WRITTEN REQUEST: Exactly reproduce the lines from the line containing "If you could tag each instance of the upper" to the end of the data below, inclusive, and nothing else.

PROVIDED RECORDS:
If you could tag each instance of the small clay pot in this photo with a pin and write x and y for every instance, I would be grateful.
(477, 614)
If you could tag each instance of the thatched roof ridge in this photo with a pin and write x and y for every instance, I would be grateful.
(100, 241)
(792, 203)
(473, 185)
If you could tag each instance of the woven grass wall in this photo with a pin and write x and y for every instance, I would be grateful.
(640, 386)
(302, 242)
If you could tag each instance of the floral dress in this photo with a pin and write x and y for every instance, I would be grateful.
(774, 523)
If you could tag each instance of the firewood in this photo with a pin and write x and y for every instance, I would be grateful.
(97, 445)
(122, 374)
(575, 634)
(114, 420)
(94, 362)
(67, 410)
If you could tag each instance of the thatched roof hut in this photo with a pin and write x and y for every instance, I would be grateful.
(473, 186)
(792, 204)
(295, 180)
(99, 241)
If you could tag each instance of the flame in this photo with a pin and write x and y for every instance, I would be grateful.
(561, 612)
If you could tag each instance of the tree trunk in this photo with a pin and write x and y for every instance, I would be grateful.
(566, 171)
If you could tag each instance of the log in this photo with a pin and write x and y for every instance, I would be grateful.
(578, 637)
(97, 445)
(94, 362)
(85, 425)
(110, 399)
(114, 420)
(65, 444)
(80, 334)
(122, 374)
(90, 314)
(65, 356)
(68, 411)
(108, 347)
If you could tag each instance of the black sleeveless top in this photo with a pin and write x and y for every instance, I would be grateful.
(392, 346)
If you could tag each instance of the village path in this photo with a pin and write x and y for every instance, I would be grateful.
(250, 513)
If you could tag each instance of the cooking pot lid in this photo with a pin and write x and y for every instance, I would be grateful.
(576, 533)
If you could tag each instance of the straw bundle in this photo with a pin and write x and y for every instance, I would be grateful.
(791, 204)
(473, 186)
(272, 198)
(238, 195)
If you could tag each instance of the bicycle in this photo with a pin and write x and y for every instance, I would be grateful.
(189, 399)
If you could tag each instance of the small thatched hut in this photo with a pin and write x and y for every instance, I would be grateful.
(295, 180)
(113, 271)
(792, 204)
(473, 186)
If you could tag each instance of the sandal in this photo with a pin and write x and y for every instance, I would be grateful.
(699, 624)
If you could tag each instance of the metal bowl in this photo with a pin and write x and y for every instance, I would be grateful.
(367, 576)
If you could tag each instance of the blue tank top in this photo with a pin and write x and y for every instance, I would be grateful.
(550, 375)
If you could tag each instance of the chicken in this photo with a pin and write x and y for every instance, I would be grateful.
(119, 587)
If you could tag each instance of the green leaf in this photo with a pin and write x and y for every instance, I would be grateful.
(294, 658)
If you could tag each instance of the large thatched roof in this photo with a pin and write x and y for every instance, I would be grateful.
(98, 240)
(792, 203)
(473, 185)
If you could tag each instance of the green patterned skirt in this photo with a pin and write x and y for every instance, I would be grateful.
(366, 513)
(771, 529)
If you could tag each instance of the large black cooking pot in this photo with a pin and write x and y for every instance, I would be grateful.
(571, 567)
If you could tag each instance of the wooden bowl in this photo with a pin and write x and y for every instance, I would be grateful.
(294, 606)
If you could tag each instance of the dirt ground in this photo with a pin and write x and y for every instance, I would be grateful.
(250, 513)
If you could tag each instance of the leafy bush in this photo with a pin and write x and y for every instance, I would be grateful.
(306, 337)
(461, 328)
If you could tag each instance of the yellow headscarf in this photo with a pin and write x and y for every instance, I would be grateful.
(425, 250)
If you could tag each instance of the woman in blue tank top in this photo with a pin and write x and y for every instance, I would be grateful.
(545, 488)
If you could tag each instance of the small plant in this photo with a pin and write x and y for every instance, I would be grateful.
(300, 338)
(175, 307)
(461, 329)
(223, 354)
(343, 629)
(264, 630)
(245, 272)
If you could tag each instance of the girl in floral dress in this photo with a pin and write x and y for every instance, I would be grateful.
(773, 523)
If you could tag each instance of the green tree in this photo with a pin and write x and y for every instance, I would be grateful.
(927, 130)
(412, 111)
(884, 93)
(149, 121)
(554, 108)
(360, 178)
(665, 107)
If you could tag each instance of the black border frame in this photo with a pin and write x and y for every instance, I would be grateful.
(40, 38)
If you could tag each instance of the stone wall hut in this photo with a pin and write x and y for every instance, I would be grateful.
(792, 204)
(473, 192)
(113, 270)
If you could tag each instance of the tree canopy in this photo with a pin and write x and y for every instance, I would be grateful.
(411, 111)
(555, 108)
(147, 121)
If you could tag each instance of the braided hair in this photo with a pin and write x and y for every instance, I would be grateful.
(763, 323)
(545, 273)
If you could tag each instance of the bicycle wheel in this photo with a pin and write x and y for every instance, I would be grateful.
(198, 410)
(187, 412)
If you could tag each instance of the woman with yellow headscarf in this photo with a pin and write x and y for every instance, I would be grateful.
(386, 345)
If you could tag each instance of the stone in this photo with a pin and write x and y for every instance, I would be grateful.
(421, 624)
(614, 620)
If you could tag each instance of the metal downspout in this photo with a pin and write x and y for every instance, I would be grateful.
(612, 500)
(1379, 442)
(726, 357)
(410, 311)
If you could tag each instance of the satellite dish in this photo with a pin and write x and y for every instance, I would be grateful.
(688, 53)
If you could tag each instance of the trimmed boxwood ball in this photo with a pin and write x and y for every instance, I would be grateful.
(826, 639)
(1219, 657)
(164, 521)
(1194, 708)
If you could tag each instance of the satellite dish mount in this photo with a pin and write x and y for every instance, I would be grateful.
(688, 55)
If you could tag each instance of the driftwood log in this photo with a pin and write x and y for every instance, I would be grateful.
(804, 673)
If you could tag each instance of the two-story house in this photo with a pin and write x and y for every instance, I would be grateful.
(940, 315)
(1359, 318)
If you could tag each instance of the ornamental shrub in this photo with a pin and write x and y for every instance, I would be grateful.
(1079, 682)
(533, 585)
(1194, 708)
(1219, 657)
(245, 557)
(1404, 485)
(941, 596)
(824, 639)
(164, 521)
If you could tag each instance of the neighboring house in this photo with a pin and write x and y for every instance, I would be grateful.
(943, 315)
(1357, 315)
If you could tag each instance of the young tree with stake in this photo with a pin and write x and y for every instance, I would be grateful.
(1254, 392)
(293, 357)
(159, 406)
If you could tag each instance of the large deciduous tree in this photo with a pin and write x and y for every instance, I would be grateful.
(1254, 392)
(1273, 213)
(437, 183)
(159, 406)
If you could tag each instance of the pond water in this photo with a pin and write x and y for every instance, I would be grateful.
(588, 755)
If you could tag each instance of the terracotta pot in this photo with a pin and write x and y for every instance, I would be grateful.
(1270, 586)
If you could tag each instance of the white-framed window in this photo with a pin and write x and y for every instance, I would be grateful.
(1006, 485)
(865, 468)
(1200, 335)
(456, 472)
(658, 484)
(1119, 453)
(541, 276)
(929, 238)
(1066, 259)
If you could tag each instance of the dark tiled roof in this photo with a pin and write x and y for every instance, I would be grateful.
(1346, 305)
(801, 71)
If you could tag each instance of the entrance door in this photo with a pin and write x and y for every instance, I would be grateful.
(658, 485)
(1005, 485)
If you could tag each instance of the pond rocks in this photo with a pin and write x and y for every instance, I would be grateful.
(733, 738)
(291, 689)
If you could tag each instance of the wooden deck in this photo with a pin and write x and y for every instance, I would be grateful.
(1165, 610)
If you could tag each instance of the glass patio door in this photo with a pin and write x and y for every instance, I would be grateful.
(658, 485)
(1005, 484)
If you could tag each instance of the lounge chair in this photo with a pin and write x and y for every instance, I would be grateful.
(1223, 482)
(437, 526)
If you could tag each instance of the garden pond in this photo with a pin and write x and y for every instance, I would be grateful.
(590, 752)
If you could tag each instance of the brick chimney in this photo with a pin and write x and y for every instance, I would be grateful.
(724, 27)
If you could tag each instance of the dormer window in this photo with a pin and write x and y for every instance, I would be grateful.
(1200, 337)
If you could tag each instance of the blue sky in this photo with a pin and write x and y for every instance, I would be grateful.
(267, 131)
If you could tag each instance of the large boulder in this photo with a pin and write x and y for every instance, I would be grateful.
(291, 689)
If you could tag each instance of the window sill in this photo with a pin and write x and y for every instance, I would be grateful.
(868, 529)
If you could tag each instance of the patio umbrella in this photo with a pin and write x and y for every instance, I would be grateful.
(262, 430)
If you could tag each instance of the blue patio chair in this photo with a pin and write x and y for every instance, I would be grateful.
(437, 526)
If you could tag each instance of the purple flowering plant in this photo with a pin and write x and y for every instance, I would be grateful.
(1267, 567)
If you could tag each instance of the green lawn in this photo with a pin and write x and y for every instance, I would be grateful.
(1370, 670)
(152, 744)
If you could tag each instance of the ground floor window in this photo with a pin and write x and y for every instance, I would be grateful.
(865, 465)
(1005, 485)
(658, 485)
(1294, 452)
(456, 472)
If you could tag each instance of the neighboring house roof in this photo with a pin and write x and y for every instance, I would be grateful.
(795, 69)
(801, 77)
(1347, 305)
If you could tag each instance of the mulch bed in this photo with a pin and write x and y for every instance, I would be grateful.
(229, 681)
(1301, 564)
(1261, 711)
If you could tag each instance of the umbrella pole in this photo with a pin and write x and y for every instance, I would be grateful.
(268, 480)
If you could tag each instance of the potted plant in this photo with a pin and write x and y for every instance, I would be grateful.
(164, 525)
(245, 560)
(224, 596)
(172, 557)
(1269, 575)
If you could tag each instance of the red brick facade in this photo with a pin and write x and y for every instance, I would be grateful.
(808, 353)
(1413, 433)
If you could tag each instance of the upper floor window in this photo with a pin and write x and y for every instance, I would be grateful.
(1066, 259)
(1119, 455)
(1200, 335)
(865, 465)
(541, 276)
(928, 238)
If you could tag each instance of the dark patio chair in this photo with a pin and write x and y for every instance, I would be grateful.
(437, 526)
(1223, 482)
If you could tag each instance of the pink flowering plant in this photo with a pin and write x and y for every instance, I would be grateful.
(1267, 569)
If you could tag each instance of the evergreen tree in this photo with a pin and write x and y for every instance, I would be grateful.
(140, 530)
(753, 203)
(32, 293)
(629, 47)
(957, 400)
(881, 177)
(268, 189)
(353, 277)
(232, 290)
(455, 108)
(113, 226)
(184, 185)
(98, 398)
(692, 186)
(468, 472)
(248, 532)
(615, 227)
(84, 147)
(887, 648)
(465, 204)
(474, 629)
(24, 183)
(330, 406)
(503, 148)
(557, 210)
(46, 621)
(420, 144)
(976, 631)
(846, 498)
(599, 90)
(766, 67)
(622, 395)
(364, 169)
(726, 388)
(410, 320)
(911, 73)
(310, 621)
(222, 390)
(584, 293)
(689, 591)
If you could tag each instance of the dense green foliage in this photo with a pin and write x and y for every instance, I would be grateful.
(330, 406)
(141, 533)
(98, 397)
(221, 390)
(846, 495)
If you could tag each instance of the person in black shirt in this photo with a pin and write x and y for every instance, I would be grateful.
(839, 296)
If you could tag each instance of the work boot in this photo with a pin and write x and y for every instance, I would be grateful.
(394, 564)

RESPONSE FOR THIS EXERCISE:
If you could tag each instance of the upper floor window in this photo with a pin and write x and y for every instance, I would be grateful.
(1066, 259)
(1119, 455)
(1200, 335)
(865, 465)
(541, 276)
(928, 238)
If you could tag each instance of the dark patio chair in this photo with a pin and write x and y for every instance, I would be grateful.
(437, 526)
(1223, 482)
If you could tag each instance of the pink flowering plant in this photo with a pin and write x and y for every instance, I would be grateful.
(1267, 569)
If you could tag each instance of the evergreen tree in this photo with a pin and write x and y for every instance, I would be grateful.
(140, 530)
(753, 203)
(32, 293)
(629, 47)
(957, 400)
(881, 177)
(268, 189)
(353, 277)
(232, 290)
(455, 108)
(113, 226)
(184, 185)
(98, 398)
(692, 186)
(468, 472)
(248, 532)
(615, 227)
(84, 147)
(887, 648)
(465, 204)
(474, 629)
(24, 183)
(330, 406)
(503, 148)
(557, 210)
(46, 621)
(420, 144)
(976, 631)
(846, 498)
(599, 90)
(766, 67)
(622, 395)
(364, 169)
(726, 388)
(410, 320)
(911, 73)
(310, 621)
(222, 390)
(584, 293)
(689, 591)
If you could tag each instance of the dense green foliage in this photo with a pin and write x and y for every instance, I would be grateful.
(330, 406)
(141, 533)
(98, 397)
(221, 390)
(846, 495)
If you could tag each instance of the person in black shirt in this photo with a pin and write x and y for every instance, I would be grateful.
(839, 296)
If you could tag each instance of the work boot in this photo with a pin and write x and y for every instance, I would be grateful.
(394, 564)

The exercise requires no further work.